▶ _Excerpt_:

# I want to tie my wife up and use toys on her



## tjohnson (Mar 10, 2010)

In the past she asks/demands that i stop using toys on her (especially the magic wand) after a few minutes. I trully think judging by the past instances she is afraid of me seeing her reaction. For some reason i think she is going to be set off into convulsive orgasms like i have never seen before. I have heard of women who have used the magic wand comment that they screammed like never before. 

My intention is to tie her up completely and give her a sensual massage, start slow. In the end i am going to use the toy she uses internally (and seems to like) for a little bit then bring out the wand and really stimulate her clit/clit area and let the sparks fly. I will prep her allong the way that my intentions are to bring her to new places and want to assure her that it i fully expect her to be driven crazy. I want her to feel comforable that it is not this (device) that is making her feel that way but, me (even if the device may be "helping". 

I am looking for suggestions on:

1) Creating an erotic mood.
2) Stimulating all of her sences.
3) I am thinking of drawing her a bath first (do women fell more sexy after a bath?
4) suggestions on the logistics of the restraints/positioning. I have a couple of handcuffs but, think those may hurt. I have posts under our bed i can tie too (I am pretty good rope and can tie some knots) not sure if restraints that you buy would be better. I certainly want her to be comfortable. 
5) If my suspicions are true (that she doesn't want me to see her react this way) how can i get her to "just go with it". PS i have already tried to "ask her".


----------



## Mom6547 (Jul 13, 2010)

Candles.
Different people have different opinions on this one, but I like my DH's sexy tunes mix.
I hate baths. Ick. I do not want to sit in a pool of my own dirt and sweat.
You can't *get* her to do anything. If she feels unsafe or insecure, then she won't want to do it. Have you asked her why she does not want you to see her reaction? When she uses the magic wand (love that thing!) does she squirt? Could she be afraid of that? 

Make SURE if you tie her up that you have a safe word. Something that has nothing to do with sex like door mat that you would never normally say during sex. If she says the safe word, it is full stop. Trust is the most important thing.

▶ _Problem set_:
1) Answer these questions about the forum thread:
(a) Which restraint does the original poster say he owns but worries may hurt?
(b) What example of a safe word does the reply give?
(c) Why does the author of the reply dislike baths?
2) Show each line of the records that contains the string "wearing", matching case.
The forum thread and the records have no connection to each other.

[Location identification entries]
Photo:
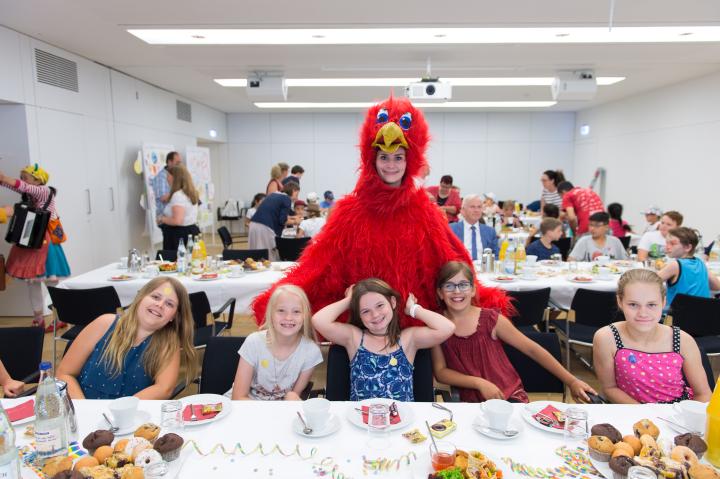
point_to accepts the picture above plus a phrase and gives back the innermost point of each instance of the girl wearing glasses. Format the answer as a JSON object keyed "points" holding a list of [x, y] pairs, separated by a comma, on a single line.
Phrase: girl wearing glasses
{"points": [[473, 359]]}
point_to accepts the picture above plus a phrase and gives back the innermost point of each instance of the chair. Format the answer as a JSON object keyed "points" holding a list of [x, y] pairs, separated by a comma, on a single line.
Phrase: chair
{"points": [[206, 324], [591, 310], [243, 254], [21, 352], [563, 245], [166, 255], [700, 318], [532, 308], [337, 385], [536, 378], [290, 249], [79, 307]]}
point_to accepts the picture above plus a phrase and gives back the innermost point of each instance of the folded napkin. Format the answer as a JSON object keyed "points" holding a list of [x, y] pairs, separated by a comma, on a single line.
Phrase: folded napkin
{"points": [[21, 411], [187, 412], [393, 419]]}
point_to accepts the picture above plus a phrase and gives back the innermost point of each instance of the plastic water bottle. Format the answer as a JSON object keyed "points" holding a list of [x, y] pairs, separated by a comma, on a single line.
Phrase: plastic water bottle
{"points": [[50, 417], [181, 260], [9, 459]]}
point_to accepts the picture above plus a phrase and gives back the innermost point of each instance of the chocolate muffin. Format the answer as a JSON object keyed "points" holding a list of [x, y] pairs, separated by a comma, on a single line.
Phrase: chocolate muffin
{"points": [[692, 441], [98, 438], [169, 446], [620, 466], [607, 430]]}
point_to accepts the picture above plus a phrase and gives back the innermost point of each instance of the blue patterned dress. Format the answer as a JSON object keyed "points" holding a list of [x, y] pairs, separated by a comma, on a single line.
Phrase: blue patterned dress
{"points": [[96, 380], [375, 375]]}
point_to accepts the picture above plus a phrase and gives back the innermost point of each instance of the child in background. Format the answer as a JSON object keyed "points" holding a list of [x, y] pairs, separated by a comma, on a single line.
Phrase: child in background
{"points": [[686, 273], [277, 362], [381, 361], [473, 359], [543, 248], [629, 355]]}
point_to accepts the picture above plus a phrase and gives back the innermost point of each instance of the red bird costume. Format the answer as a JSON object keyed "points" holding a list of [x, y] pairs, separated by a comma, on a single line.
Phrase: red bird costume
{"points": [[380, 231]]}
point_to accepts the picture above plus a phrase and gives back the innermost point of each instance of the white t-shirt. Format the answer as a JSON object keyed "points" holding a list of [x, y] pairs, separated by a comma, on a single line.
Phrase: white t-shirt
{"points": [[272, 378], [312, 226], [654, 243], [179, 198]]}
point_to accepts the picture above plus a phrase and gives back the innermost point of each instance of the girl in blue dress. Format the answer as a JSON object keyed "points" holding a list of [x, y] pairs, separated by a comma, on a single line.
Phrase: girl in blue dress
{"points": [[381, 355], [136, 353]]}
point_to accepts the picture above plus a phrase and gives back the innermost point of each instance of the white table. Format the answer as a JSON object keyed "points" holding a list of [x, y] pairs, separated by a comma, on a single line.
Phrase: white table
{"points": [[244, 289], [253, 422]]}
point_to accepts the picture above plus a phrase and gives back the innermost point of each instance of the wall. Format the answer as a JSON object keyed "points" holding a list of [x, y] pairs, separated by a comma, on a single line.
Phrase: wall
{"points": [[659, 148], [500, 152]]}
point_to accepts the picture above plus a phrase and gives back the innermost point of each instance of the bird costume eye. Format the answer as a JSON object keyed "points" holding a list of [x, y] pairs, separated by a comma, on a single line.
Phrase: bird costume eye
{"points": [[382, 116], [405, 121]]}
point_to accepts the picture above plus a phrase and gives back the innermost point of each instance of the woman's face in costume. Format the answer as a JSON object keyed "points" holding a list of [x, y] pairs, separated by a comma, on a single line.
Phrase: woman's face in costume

▶ _Answers to the tasks_:
1)
(a) Handcuffs.
(b) Door mat.
(c) She does not want to sit in a pool of her own dirt and sweat.

2)
point_to accepts the picture above plus a phrase and gives back the innermost point of each instance of the girl wearing glasses. Format the answer as a JSON object keyed "points" holding a list of [x, y] pairs, separated by a comma, on a single line.
Phrase: girl wearing glasses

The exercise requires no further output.